Every entry is to be restated exactly; pictures are not part of the copy.

START Listed entries

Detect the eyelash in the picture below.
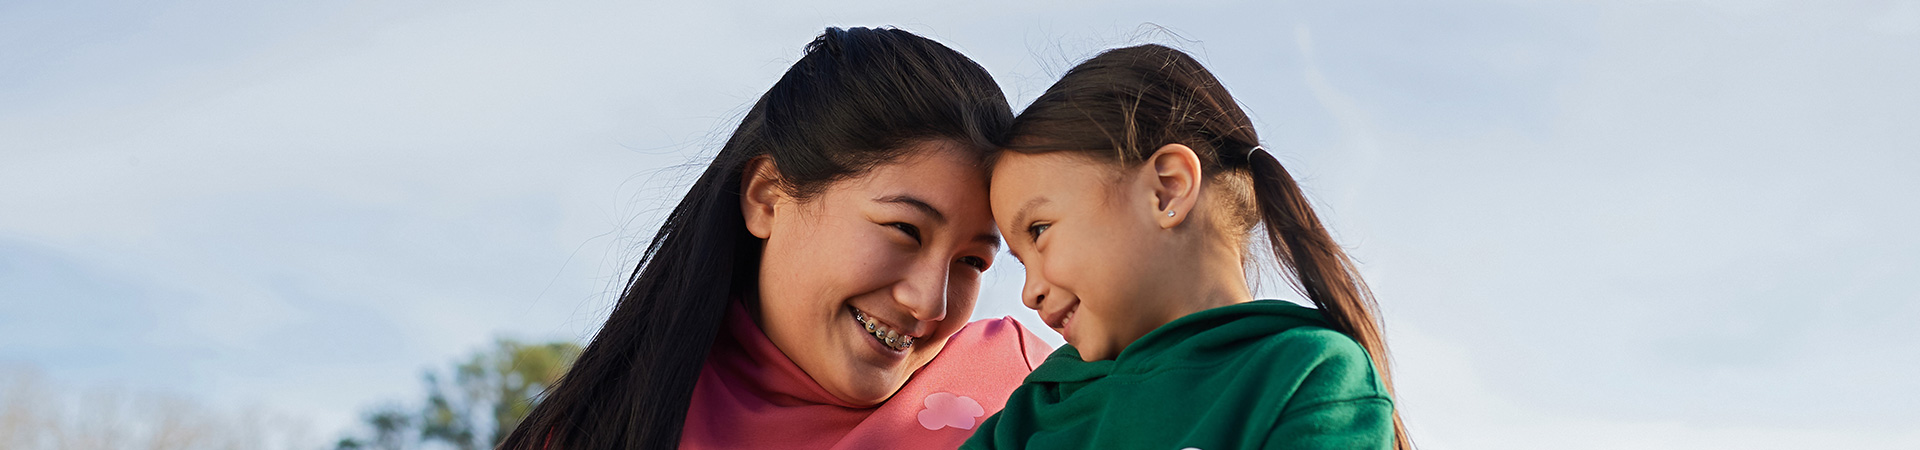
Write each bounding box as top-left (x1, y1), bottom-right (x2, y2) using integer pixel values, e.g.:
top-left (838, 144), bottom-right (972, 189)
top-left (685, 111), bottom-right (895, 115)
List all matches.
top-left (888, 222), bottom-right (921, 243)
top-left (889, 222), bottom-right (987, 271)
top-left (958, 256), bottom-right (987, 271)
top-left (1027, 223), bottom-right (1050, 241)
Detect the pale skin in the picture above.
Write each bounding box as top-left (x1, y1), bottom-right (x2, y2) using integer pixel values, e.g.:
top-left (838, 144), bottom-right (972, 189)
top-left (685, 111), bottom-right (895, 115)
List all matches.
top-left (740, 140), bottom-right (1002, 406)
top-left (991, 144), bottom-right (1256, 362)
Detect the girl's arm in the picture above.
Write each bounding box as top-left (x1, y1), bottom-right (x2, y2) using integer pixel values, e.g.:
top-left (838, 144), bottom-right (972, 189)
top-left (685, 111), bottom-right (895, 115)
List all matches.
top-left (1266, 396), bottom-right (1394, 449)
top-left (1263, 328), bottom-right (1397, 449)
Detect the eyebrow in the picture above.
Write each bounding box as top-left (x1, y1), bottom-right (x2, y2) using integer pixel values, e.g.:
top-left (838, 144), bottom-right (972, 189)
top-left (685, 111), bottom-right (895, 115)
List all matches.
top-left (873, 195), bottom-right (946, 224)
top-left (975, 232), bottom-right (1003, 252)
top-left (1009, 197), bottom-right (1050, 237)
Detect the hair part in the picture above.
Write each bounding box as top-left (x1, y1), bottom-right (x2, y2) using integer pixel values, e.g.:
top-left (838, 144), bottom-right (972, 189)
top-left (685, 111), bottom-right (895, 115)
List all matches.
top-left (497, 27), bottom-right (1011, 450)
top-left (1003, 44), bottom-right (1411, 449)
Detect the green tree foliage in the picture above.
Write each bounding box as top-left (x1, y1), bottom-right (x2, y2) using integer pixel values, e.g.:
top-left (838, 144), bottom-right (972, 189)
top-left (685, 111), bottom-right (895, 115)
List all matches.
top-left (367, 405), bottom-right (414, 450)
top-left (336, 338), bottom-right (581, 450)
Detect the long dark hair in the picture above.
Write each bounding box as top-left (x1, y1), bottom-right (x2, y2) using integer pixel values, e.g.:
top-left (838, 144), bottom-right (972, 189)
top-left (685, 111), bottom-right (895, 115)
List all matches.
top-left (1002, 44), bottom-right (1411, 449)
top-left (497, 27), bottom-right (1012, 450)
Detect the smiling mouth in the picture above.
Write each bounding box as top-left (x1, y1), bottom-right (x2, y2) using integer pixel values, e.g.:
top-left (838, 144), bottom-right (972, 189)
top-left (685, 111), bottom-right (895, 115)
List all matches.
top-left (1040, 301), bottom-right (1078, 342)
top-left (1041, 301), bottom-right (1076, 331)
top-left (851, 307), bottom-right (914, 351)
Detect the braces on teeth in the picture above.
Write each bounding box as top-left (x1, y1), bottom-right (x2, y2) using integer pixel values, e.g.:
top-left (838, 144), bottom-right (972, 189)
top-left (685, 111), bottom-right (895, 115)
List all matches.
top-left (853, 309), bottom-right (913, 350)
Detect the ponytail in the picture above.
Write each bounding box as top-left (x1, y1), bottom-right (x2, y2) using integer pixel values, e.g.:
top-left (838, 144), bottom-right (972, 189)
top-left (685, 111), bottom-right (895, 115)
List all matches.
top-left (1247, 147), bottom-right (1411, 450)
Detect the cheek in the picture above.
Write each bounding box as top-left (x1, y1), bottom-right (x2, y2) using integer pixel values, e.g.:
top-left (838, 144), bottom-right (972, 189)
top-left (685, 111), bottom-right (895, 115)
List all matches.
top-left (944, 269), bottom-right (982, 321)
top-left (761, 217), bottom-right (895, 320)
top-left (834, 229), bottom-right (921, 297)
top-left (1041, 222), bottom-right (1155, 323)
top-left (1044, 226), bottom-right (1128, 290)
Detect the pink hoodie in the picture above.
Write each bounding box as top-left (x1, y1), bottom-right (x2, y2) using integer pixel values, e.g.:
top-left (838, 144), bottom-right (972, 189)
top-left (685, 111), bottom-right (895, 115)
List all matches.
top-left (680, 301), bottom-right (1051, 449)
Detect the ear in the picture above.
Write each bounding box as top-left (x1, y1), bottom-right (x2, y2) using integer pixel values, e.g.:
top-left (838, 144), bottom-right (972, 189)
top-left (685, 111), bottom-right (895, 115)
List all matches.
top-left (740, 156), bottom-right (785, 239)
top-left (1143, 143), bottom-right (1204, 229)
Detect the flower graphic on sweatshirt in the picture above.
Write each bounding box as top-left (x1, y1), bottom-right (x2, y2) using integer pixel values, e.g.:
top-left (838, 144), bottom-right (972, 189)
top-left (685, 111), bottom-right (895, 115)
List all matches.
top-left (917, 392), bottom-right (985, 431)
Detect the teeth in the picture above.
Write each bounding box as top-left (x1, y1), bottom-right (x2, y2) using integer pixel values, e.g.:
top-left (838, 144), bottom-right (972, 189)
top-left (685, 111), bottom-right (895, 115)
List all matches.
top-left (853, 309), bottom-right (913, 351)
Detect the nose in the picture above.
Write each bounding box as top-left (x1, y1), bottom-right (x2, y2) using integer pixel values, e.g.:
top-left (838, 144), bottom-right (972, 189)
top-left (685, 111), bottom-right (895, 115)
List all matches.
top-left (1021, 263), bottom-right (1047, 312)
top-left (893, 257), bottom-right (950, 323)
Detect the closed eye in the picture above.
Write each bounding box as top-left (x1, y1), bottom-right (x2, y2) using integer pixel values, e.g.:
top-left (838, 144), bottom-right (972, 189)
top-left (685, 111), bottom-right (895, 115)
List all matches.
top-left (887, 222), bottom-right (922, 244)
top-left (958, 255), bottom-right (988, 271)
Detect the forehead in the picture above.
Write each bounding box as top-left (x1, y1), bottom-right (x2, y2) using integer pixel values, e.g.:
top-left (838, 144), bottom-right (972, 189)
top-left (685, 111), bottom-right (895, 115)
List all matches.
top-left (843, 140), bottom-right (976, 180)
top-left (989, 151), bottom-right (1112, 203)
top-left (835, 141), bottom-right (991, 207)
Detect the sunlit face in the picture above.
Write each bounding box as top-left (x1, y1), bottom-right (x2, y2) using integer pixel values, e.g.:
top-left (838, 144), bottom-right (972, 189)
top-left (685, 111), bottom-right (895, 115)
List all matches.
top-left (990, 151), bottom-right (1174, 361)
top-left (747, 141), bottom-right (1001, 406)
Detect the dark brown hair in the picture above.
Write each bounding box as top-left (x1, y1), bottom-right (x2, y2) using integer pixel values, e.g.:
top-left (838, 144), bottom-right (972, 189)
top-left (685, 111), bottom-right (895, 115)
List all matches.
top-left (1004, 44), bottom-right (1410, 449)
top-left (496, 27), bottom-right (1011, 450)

END Listed entries

__Reply to the exercise__.
Detect the eyelash in the picture below.
Write each bounding box as top-left (x1, y1), bottom-right (x2, y2) using integer pixel values, e.g.:
top-left (838, 144), bottom-right (972, 189)
top-left (685, 111), bottom-right (895, 115)
List all matches.
top-left (888, 222), bottom-right (921, 243)
top-left (889, 222), bottom-right (987, 271)
top-left (958, 256), bottom-right (987, 271)
top-left (1027, 223), bottom-right (1050, 241)
Detect the pale skin in the picture above.
Write each bounding box as top-left (x1, y1), bottom-right (x2, y2) using integer pixel values, e.g.:
top-left (838, 144), bottom-right (972, 189)
top-left (685, 111), bottom-right (895, 115)
List all matches.
top-left (740, 140), bottom-right (1002, 406)
top-left (991, 144), bottom-right (1256, 362)
Detect the girl's arm in the picture above.
Write each bounding box as top-left (x1, y1), bottom-right (x2, y2) using integer pixel values, e.g.:
top-left (838, 144), bottom-right (972, 189)
top-left (685, 111), bottom-right (895, 115)
List all matches.
top-left (1266, 396), bottom-right (1394, 449)
top-left (1263, 328), bottom-right (1397, 449)
Detect the eyebrow in the picture above.
Write each bounding box as top-left (x1, y1), bottom-right (x2, y2) using integer pixel values, e.g.:
top-left (838, 144), bottom-right (972, 189)
top-left (685, 111), bottom-right (895, 115)
List all matches.
top-left (873, 195), bottom-right (946, 224)
top-left (975, 232), bottom-right (1003, 252)
top-left (1009, 197), bottom-right (1050, 237)
Detect the hair part in the picture above.
Write each bounding box as top-left (x1, y1), bottom-right (x2, y2) using integer pixel values, e.g.:
top-left (838, 144), bottom-right (972, 189)
top-left (685, 111), bottom-right (895, 115)
List all matches.
top-left (497, 27), bottom-right (1011, 450)
top-left (1003, 44), bottom-right (1411, 449)
Detect the green tree foliage in the picture above.
Write each bounding box as top-left (x1, y1), bottom-right (x2, y2) using integer pixel values, e.g.:
top-left (838, 144), bottom-right (972, 189)
top-left (685, 111), bottom-right (895, 115)
List all matches.
top-left (367, 405), bottom-right (414, 450)
top-left (336, 338), bottom-right (581, 450)
Detect the long dark hair in the picture above.
Write each bounding box as top-left (x1, y1), bottom-right (x2, y2) using integer pixel values, e.g.:
top-left (838, 144), bottom-right (972, 189)
top-left (685, 111), bottom-right (895, 115)
List all matches.
top-left (1002, 44), bottom-right (1411, 449)
top-left (497, 27), bottom-right (1012, 450)
Detect the smiling mouth in the picture above.
Write each bounding box as top-left (x1, y1), bottom-right (x2, y2) using integer pixel values, e.g.:
top-left (838, 144), bottom-right (972, 189)
top-left (685, 111), bottom-right (895, 115)
List all matches.
top-left (1040, 301), bottom-right (1078, 342)
top-left (1041, 301), bottom-right (1076, 331)
top-left (851, 307), bottom-right (914, 351)
Detect the braces on teeth in the picture above.
Write each bounding box as top-left (x1, y1), bottom-right (x2, y2) using integer pixel values, e.g.:
top-left (838, 144), bottom-right (972, 189)
top-left (685, 111), bottom-right (895, 115)
List all matches.
top-left (853, 309), bottom-right (913, 350)
Detect the ponytail in the picture above.
Write each bounding box as top-left (x1, y1), bottom-right (x2, y2) using integer pixel values, e.g.:
top-left (838, 144), bottom-right (972, 189)
top-left (685, 111), bottom-right (895, 115)
List all matches.
top-left (1247, 147), bottom-right (1411, 450)
Detect the cheek in the picture above.
Write each bounding box as top-left (x1, y1), bottom-right (x2, y2) using integer pixel values, e.g.:
top-left (838, 144), bottom-right (972, 189)
top-left (685, 111), bottom-right (895, 115)
List all matches.
top-left (944, 269), bottom-right (982, 321)
top-left (761, 217), bottom-right (895, 320)
top-left (834, 229), bottom-right (921, 297)
top-left (1041, 222), bottom-right (1155, 323)
top-left (1044, 226), bottom-right (1128, 290)
Detect the pink hoodie in the picture above.
Write each bounding box as top-left (x1, y1), bottom-right (x2, y2) using integer pixel values, e.g.:
top-left (838, 144), bottom-right (972, 189)
top-left (685, 111), bottom-right (895, 115)
List all matches.
top-left (680, 301), bottom-right (1051, 449)
Detect the ear in the picture above.
Write each bounding box as top-left (x1, y1), bottom-right (x2, y2) using integer pixel values, e.g.:
top-left (838, 144), bottom-right (972, 189)
top-left (685, 111), bottom-right (895, 115)
List all matches.
top-left (740, 156), bottom-right (785, 239)
top-left (1143, 143), bottom-right (1204, 229)
Detect the flower graphic on sweatshirt in the picture above.
Write each bounding box as top-left (x1, y1), bottom-right (x2, y2) using integer pixel values, e.g.:
top-left (838, 144), bottom-right (972, 189)
top-left (685, 111), bottom-right (895, 115)
List all matches.
top-left (917, 392), bottom-right (985, 431)
Detect the teeth in the picture above.
Write each bounding box as top-left (x1, y1), bottom-right (x2, y2) using integer pixel values, e.g.:
top-left (838, 144), bottom-right (972, 189)
top-left (685, 111), bottom-right (895, 115)
List all matches.
top-left (853, 309), bottom-right (913, 351)
Detect the nose in the picture above.
Write each bounding box as top-left (x1, y1), bottom-right (x2, y2) using integer pixel values, e.g.:
top-left (838, 144), bottom-right (972, 189)
top-left (685, 111), bottom-right (895, 115)
List all matches.
top-left (1021, 263), bottom-right (1047, 312)
top-left (893, 257), bottom-right (950, 323)
Detect the closed eye in the picture above.
Write each bounding box as top-left (x1, y1), bottom-right (x2, y2) using integer pixel values, e.g.:
top-left (838, 144), bottom-right (972, 189)
top-left (685, 111), bottom-right (895, 115)
List all matches.
top-left (887, 222), bottom-right (922, 244)
top-left (958, 255), bottom-right (988, 271)
Detect the forehead in the picture above.
Write each bounding box as top-left (x1, y1), bottom-right (x2, y2) using integer pixel values, e.g.:
top-left (838, 144), bottom-right (972, 189)
top-left (685, 111), bottom-right (895, 115)
List all matches.
top-left (843, 140), bottom-right (976, 180)
top-left (989, 151), bottom-right (1112, 203)
top-left (835, 141), bottom-right (991, 207)
Detect the sunlit face in the picture above.
Write each bounding box as top-left (x1, y1), bottom-right (x2, y2) using integer pixel values, e.g.:
top-left (838, 144), bottom-right (972, 189)
top-left (685, 111), bottom-right (895, 115)
List all matches.
top-left (990, 151), bottom-right (1174, 361)
top-left (747, 141), bottom-right (1001, 406)
Detect the dark brown hair in the picture above.
Write each bounding box as top-left (x1, y1), bottom-right (x2, y2) using integer pixel values, e.g.:
top-left (838, 144), bottom-right (972, 189)
top-left (685, 111), bottom-right (895, 115)
List all matches.
top-left (1004, 44), bottom-right (1410, 449)
top-left (496, 27), bottom-right (1011, 450)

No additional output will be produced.